Picture region annotation data:
+===+
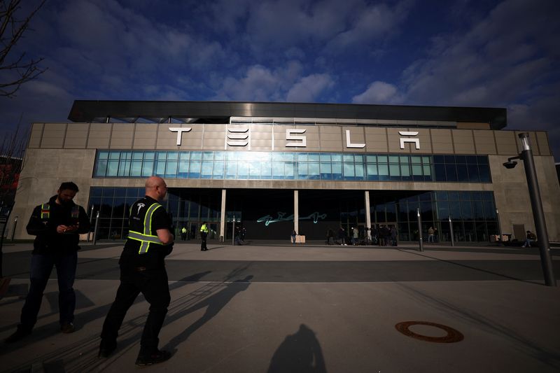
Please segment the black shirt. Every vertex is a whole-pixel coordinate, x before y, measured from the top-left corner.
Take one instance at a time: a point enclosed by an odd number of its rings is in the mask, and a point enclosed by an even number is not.
[[[141,199],[139,199],[132,205],[131,208],[130,218],[129,218],[129,228],[136,230],[140,233],[144,233],[144,229],[134,227],[139,227],[139,221],[144,221],[146,211],[152,204],[158,203],[158,201],[150,197],[146,196]],[[144,204],[144,206],[141,206]],[[150,227],[150,234],[157,236],[158,230],[167,229],[171,230],[171,220],[165,209],[159,207],[155,209],[152,215],[152,223]],[[140,246],[141,242],[136,239],[128,239],[125,244],[122,253],[120,255],[119,264],[123,269],[144,267],[146,269],[163,268],[165,266],[164,258],[169,255],[173,249],[173,244],[162,245],[160,244],[150,243],[148,251],[144,254],[139,254]]]

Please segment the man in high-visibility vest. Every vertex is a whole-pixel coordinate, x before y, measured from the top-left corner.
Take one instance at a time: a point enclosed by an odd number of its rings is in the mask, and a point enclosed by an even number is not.
[[[200,238],[202,239],[202,243],[200,244],[200,251],[208,251],[208,248],[206,246],[206,239],[208,237],[208,227],[206,222],[202,223],[200,226]]]
[[[52,267],[57,268],[60,330],[71,333],[74,325],[76,293],[74,283],[78,265],[79,234],[90,230],[90,220],[83,207],[73,199],[78,185],[71,181],[60,184],[57,195],[48,202],[36,206],[26,227],[36,236],[31,258],[31,284],[22,309],[16,331],[6,339],[13,343],[31,334],[43,300]]]
[[[162,178],[146,181],[146,197],[130,207],[128,239],[120,255],[120,285],[101,333],[99,356],[108,357],[117,347],[118,330],[127,311],[141,293],[150,304],[150,312],[140,340],[136,365],[162,363],[171,353],[158,349],[158,335],[171,297],[164,258],[173,248],[172,222],[160,204],[167,193]]]

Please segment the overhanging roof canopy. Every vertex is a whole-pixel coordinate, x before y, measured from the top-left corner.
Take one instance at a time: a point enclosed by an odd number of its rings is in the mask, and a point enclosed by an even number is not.
[[[123,122],[143,118],[160,123],[227,123],[233,116],[474,122],[489,123],[492,129],[507,124],[503,108],[196,101],[76,100],[68,119],[80,122],[105,122],[108,118]]]

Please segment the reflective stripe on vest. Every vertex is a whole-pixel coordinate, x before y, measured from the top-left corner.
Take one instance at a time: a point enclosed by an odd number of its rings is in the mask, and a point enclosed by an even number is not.
[[[48,219],[50,218],[50,205],[48,202],[41,205],[41,218]]]
[[[133,230],[129,231],[128,232],[128,238],[141,242],[140,249],[138,251],[139,254],[146,253],[148,249],[150,248],[150,244],[162,244],[158,236],[150,234],[150,233],[151,233],[151,230],[150,228],[152,226],[152,216],[154,211],[161,206],[162,205],[160,204],[153,204],[148,208],[146,216],[144,216],[144,231],[143,233],[134,232]]]

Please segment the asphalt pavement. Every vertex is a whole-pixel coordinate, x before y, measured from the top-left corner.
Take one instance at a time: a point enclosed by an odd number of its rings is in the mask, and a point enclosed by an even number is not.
+===+
Given instruction: Quote only the lines from the line containing "Please segment the reflective" through the end of the entries, keeping the first and the last.

Expected answer:
Please segment the reflective stripe on vest. Every vertex is a whole-pixel coordinate, x before y, measured from the top-left corner.
Take one instance at a time: a point enclosed by an odd number of its rings is in the mask, and a point enclosed by an even number is not.
[[[48,219],[50,218],[50,205],[48,202],[41,205],[41,218]]]
[[[133,230],[129,231],[128,232],[128,238],[141,242],[140,249],[138,251],[139,254],[146,253],[148,249],[150,248],[150,244],[162,244],[158,236],[150,234],[150,233],[151,233],[151,230],[150,228],[152,226],[152,216],[154,211],[161,206],[162,205],[160,204],[153,204],[148,208],[146,216],[144,216],[144,231],[143,233],[134,232]]]

Please segment the asphalt pavement. Every vertex is a whole-pixel coordinate, x before y, measured from the top-left corner.
Take one instance at a time: a point enclosed by an odd number of its rings is in the mask, and a point enclosed by an even number is not.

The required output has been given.